* begin DATA FOR PROCESSING *

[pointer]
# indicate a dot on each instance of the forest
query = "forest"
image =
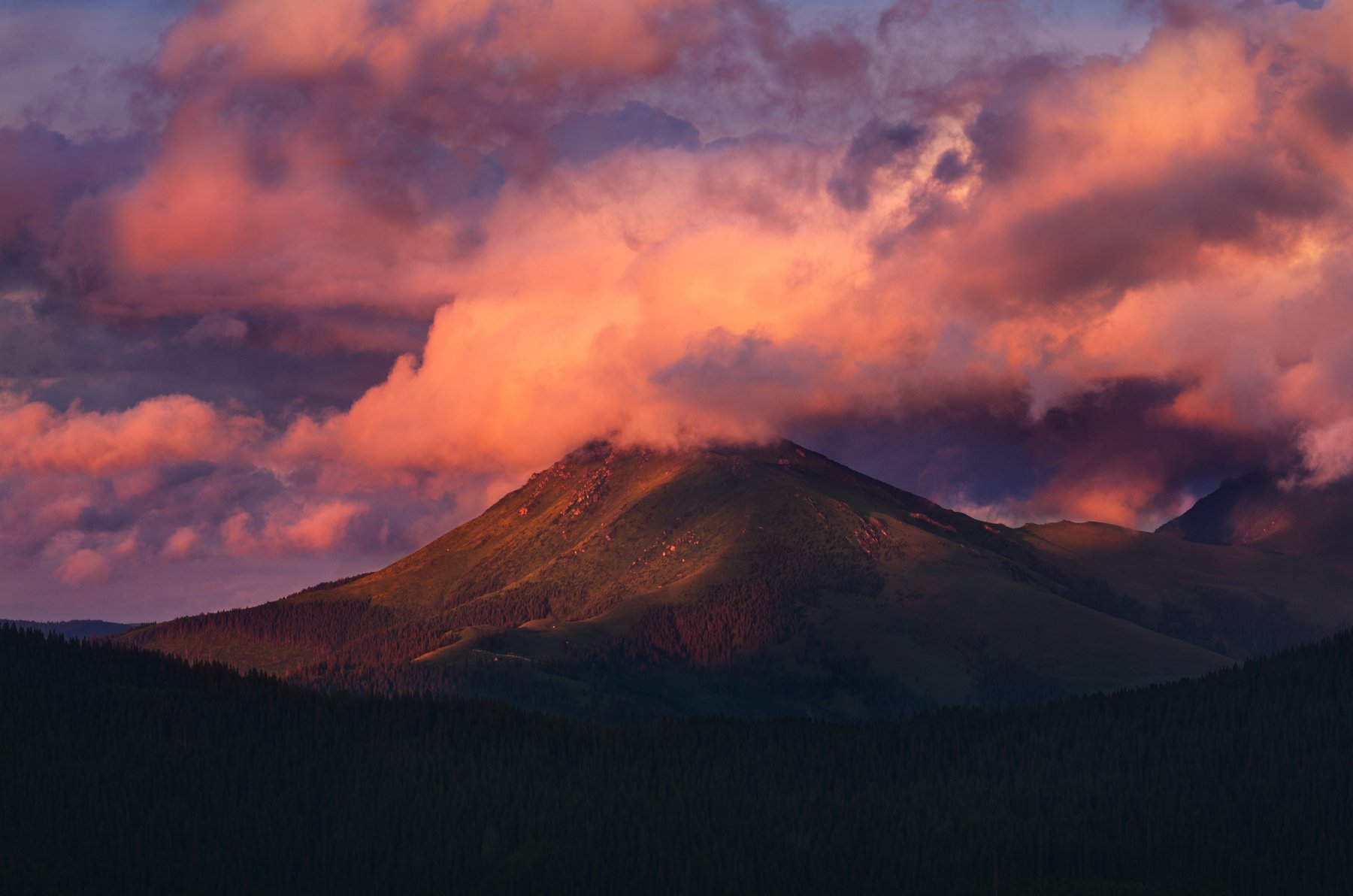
(128, 770)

* end DATA FOR PROCESSING *

— EXERCISE GOAL —
Please put each line of the material above into a numbered list, omitting any blank lines and leaving the pictures out.

— EXPECTED ANSWER —
1. [pointer]
2. # indicate a dot on each instance of the forest
3. query = "forest"
4. image =
5. (128, 770)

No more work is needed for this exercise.